RECORDS TO PROCESS

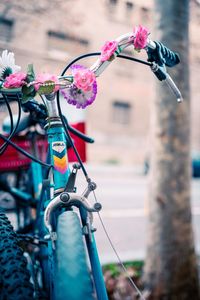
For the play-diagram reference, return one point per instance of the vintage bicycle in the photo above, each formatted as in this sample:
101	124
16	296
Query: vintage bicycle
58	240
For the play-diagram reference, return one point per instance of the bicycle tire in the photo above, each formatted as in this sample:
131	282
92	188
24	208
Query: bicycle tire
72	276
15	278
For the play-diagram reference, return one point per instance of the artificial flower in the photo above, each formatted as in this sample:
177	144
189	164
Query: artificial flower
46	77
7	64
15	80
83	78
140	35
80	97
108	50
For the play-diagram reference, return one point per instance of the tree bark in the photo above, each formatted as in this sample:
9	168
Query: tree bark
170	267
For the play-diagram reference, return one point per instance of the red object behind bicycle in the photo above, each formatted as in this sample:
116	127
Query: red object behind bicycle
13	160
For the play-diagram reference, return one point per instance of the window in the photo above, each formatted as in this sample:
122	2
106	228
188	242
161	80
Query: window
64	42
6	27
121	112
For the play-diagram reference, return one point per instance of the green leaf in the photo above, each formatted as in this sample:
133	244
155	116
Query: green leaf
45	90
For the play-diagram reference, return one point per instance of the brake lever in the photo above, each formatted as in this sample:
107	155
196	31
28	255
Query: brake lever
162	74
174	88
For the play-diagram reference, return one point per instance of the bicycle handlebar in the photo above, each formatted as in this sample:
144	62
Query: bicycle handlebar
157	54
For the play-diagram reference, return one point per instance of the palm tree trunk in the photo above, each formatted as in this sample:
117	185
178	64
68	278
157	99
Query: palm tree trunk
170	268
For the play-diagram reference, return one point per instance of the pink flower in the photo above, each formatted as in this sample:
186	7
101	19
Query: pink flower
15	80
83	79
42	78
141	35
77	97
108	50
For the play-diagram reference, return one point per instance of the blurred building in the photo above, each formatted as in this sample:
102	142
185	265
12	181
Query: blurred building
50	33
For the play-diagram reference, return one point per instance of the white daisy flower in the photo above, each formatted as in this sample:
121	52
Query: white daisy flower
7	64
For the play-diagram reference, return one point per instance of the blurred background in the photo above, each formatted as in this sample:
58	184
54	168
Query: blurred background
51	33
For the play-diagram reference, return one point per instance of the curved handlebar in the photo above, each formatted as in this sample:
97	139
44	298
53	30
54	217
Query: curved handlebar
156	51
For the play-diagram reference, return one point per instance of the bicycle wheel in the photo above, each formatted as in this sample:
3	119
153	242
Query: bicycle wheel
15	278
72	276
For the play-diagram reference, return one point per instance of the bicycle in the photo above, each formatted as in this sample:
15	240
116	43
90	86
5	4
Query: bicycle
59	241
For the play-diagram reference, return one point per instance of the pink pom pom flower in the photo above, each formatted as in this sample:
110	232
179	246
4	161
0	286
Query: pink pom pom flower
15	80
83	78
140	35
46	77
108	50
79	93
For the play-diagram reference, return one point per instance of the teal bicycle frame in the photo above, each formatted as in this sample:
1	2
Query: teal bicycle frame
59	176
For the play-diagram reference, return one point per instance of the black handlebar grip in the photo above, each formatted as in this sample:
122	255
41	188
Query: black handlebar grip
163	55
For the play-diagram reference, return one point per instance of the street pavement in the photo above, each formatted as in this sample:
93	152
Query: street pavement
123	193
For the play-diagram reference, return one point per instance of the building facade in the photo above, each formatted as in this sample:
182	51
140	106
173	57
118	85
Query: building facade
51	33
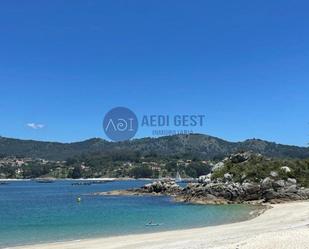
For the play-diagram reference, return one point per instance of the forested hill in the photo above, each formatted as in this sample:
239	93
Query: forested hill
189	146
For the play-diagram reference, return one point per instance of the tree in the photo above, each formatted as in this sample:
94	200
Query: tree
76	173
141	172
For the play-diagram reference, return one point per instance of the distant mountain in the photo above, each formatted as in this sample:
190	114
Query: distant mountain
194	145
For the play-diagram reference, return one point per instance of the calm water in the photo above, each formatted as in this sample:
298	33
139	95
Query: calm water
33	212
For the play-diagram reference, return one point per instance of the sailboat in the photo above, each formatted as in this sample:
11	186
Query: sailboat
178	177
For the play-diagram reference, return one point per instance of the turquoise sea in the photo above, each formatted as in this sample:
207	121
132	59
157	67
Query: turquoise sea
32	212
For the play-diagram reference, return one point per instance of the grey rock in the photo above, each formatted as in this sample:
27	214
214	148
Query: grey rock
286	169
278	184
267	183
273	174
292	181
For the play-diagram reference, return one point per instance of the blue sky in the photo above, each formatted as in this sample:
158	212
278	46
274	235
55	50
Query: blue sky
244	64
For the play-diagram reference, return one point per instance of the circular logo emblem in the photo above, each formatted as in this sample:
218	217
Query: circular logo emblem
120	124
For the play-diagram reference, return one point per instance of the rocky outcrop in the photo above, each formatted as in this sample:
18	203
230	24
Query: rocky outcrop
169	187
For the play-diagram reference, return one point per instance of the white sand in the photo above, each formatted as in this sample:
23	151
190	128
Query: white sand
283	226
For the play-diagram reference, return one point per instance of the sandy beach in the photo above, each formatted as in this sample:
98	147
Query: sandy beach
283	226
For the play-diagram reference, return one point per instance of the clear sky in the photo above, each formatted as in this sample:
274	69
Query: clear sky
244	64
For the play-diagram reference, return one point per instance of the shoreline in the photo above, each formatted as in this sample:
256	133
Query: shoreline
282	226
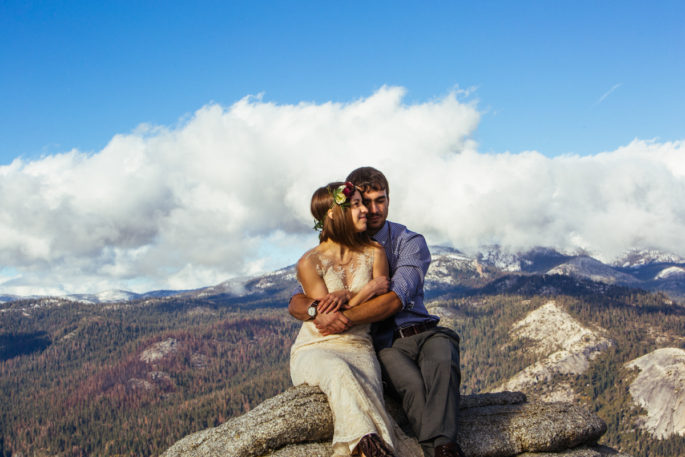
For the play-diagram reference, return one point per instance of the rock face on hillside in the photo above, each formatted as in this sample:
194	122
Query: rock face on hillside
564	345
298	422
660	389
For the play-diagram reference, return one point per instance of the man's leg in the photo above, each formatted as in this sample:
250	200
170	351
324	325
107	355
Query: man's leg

TASK DETAILS
Print the material again word for word. Please drop every picture.

WRITTEN RESPONSE
For the play-diagram reference, return one point per instance of the vintage bicycle in the photo above, each formatted as in this sample:
101	124
16	296
Query: vintage bicycle
58	240
For the play-diagram reference, return one point per instance of the bicycle tire in the photo above, each formatted as in this sample:
131	282
92	188
24	208
Query: bicycle tire
72	276
15	278
For the play-diagram reference, return one point per instance of the artificial flower in the photo above, each formatted as in this sample:
177	144
189	164
Query: artificial flower
46	77
7	64
15	80
83	78
140	35
80	97
108	50
For the play-diagram reference, return one point per instance of the tree bark in the photo above, each formatted as in this sample:
9	168
Query: tree bark
170	267
For the play-diagram reference, return one point per instance of the red object behind bicycle in the photo above, each formatted as in this sample:
116	127
Query: red object behind bicycle
13	160
For the play-diagram reference, return one point per instance of the window in the photo above, each formatted as in this sample:
122	2
106	228
188	242
161	80
Query: window
64	42
6	27
121	112
For the play-diagram reference, return one point per instance of the green leaf in the photo above, each formatted as in this sample:
133	244
155	116
Query: green leaf
45	90
For the play-diagram reference, return one point per instance of the brake lever in the photo above, each formatted as in this sample:
107	155
196	31
28	255
Query: brake lever
162	74
174	88
For the play-diagram reference, return one point per instance of the bicycle handlebar in the photo above, each formatted as in this sample:
144	62
Query: bicycle handlebar
157	54
For the play-diagram reference, return one point per instance of the palm tree trunk in the photo above, each formatted as in this sample:
117	185
178	64
68	278
157	99
Query: palm tree trunk
170	268
For the play-diagram reference, return one point per instance of the pink flower in the photo above, each formatted as in this sample:
186	7
101	19
Query: pink flower
15	80
83	79
42	78
141	35
77	97
108	50
For the play-diagram reference, return one point per instance of the blurred building in the photo above, each formatted as in this sample:
102	142
185	265
12	181
Query: blurred building
50	33
For the play-diagram reference, return one point per instance of the white daisy flower in the photo above, each formatted as in this sample:
121	52
Query: white daisy flower
7	64
For the play-diagram reference, return one point per instance of the blurred background in the photo above, each formatted as in this sample:
58	184
54	168
Query: blurred background
51	33
For the play-diagram reference, return one point per instance of the curved handlebar in the photo above, each formatted as in this sample:
97	139
44	298
53	30
54	217
Query: curved handlebar
156	51
For the play-diagram reference, return one point per instance of the bicycle wheel in the photo above, each formatted as in this sample:
3	119
153	242
Query: bicycle wheel
15	278
72	276
For the play-diagram reference, return one point per instance of the bicycle in the photo above, each formatted as in this sample:
15	240
116	43
90	86
5	4
Query: bicycle
59	241
For the play-diagram reference, return one point per instance of the pink pom pom flower in the photo above, each formatted as in this sample:
110	232
179	246
4	161
0	286
Query: pink pom pom flower
15	80
83	78
140	35
46	77
108	50
79	93
For the play-diagram reference, return one point per instance of the teal bicycle frame in the photo above, each formatted as in this sample:
1	2
Query: teal bicycle frame
59	176
For the play-diagram reference, return one point per instance of the black handlebar grip in the photo above, each formatted as in this sample:
122	255
41	188
Query: black handlebar grip
163	55
For the play-diagram reference, return one point per instance of the street pavement in the photo above, each formatted as in this sample:
93	152
Query: street pavement
123	193
For the play-diagram reference, return one point per instance of the building facade in the photo above, each formatted as in this sample:
182	51
140	106
173	57
118	85
Query: building facade
51	33
For the play-diagram reference, return one point per instance of the forested hill in the photo above, each formatted as in this sample:
239	93
Query: forested hill
189	146
For the play-diagram reference, return one point per instance of the tree in the photo above, each formatted as in this sample:
94	200
Query: tree
76	173
141	172
For the play-diagram reference, return one point per instance of the distant mountain in the photo above, each formatted as in this sample:
190	114
Query: distant mountain
194	145
For the play-diagram reference, return one point per instance of the calm water in the photo above, each formatted as in this sample:
298	33
139	95
Query: calm water
33	212
For the play-diagram reference, return one point per instance of the sailboat in the photo above, each formatted as in this sample:
11	186
Query: sailboat
178	177
For the play-diagram reference, return one point per instance of the turquoise sea in the photo above, each formatted as in this sample:
207	121
132	59
157	67
Query: turquoise sea
32	212
For the play-diagram reference, return one point per instance of the grey rock in the photo above, each formatted as in this sample:
27	214
214	148
Query: grey rock
286	169
278	184
267	183
273	174
292	181
For the play-diagram reference, return one point per instance of the blue sky in the photo above, each formatted as in this sample:
158	212
278	46
274	235
55	50
Query: blue sky
244	64
For the play-diagram reference, return one point per instance of the circular logo emblem in the photo above, each formatted as in this sample:
218	217
Query: circular logo emblem
120	124
For the play-diagram reference, return one point per instance of the rocky outcrop in the photo above, each formatted as in this sample:
18	203
230	24
Query: rocky outcrop
169	187
For the play-diagram reference, return one point per instance of the white sand in the photo above, each formatted as in this sample:
23	151
190	128
Query: white sand
283	226
For the play-diagram reference, return one point per instance of the sandy beach in the photo above, each formatted as in this sample:
98	147
Query: sandy beach
283	226
For the play-diagram reference, return one point per instance of the clear sky in the photo above, each formatted as in this sample:
274	69
Query: clear sky
244	64
For the play-diagram reference, return one point per instance of the shoreline in the photo above, each formatted as in this sample:
256	133
Query: shoreline
282	226
For the play-diagram reference, return one point per instance of the rock face on hillside in the photo above, each formatted as in this sample:
194	122
Query: rock face on hillside
564	345
298	422
660	389
For the play-diagram reference, return one point per instance of the man's leg in the photo above, each formatted as in this sample:
250	200
170	351
324	325
107	355
Query: man's leg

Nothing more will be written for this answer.